Segment Start: MATERIAL SUPPLIED
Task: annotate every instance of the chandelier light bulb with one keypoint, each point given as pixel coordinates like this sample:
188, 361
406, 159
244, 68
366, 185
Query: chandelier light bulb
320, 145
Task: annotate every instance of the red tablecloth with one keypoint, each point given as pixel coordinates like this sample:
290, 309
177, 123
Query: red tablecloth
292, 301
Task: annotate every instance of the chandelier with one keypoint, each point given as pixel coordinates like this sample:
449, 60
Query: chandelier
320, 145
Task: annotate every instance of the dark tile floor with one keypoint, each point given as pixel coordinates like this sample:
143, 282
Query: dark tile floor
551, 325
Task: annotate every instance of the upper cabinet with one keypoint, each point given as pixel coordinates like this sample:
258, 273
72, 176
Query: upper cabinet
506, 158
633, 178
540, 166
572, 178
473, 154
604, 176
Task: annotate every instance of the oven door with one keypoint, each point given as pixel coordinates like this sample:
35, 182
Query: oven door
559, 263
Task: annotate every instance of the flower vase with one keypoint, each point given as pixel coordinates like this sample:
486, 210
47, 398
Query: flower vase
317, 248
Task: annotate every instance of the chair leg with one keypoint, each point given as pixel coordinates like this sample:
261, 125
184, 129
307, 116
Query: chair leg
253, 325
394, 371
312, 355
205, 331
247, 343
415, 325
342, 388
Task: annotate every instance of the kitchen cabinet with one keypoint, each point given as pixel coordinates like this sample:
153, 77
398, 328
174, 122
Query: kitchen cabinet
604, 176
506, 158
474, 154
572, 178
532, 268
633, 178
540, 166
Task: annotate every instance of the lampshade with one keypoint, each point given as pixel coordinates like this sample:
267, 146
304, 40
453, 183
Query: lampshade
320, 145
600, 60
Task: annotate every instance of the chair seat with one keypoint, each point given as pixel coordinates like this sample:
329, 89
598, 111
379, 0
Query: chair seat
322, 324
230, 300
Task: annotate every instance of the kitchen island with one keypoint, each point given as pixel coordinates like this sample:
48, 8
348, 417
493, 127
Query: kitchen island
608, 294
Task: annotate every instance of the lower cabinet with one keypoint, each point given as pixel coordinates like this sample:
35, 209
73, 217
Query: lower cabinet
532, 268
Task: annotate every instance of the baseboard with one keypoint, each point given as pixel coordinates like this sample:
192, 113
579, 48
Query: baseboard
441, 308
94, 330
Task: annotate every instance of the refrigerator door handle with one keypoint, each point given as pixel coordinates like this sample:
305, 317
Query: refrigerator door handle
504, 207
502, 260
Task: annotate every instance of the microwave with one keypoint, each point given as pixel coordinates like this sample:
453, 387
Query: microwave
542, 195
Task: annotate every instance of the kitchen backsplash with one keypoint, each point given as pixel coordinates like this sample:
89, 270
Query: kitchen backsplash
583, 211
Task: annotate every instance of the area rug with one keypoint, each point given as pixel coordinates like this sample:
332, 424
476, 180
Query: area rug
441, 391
Segment End: MATERIAL SUPPLIED
**WORK TO COMPLETE**
Retype each record exactly, leaving nothing out.

**PROBLEM SOLUTION**
Task: annotate every instance of the chandelier light bulb with one keypoint, each point given as pixel coordinates like this sample:
188, 361
406, 159
244, 68
366, 185
Query: chandelier light bulb
320, 145
Task: annotate every instance of the red tablecloth with one keypoint, each point given as pixel coordinates like this sample:
290, 309
177, 123
Query: red tablecloth
292, 301
Task: annotate every instance of the chandelier with one keypoint, each point given as pixel coordinates like this sample:
449, 60
Query: chandelier
320, 145
Task: annotate every instance of the dark tile floor with one keypoint, each point given as pixel coordinates like this sample:
143, 282
Query: dark tile floor
551, 325
Task: annotate every instance of the upper cabinet with one keypoint, each point given as pixel coordinates like this sample:
258, 273
72, 176
Query: upper cabinet
506, 158
633, 178
540, 166
572, 178
473, 154
604, 176
Task: annotate every instance of the oven door with one keypoint, each point given as pixel coordinates like this sample:
35, 182
Query: oven door
559, 263
Task: annotate every instance of the flower vase with one keypoint, each point given as pixel coordinates like this sample:
486, 210
47, 398
Query: flower vase
317, 248
Task: annotate every instance of the chair leg with one keypoint, each point given as pixel coordinates like this sample:
261, 125
184, 129
307, 116
Query: chair leg
253, 325
394, 371
312, 355
205, 331
247, 343
415, 325
342, 388
Task: annotate every instance of the kitchen cabinet with one keypoint, each point given as pixel coordinates like this sample:
153, 77
398, 328
174, 122
Query: kitchen cabinet
604, 176
506, 158
474, 154
572, 178
532, 268
633, 178
540, 166
Task: annotate every instance of the lampshade with one keypoint, each point given as pixel coordinates like this sample:
267, 146
304, 40
453, 183
Query: lampshade
320, 145
600, 60
Task: annotate every instance of the chair seat with one keypoint, each point given as pixel coordinates like this sample:
329, 89
598, 111
379, 0
Query: chair seat
322, 324
230, 300
Task: annotate every instance of the kitchen island with one keypoint, each point given as pixel coordinates like this sample:
48, 8
348, 417
493, 127
Query: kitchen island
608, 294
Task: annotate every instance of the lower cabinet with one keypoint, each point given as pixel coordinates like this sample:
35, 209
73, 217
Query: lower cabinet
532, 268
Task: annotate every instance of the baseboard with one keypoint, each point given as pixel coordinates like this sample:
192, 113
579, 48
Query: baseboard
441, 308
94, 330
Task: annotate every instance of the refrigerator door handle with one keypoint, each point given as pixel coordinates like this sample:
305, 317
Query: refrigerator door handle
504, 207
502, 260
Task: annotate every instance of the microwave with one keypoint, each point given as pixel coordinates like this sample:
453, 387
Query: microwave
542, 195
Task: annotate every instance of the kitchen backsplash with one keypoint, each point given as pixel coordinates like this sample:
89, 270
Query: kitchen backsplash
583, 211
Task: annotate every instance of the area rug with one keypoint, each point given as pixel coordinates like this sample:
332, 424
476, 180
Query: area rug
441, 391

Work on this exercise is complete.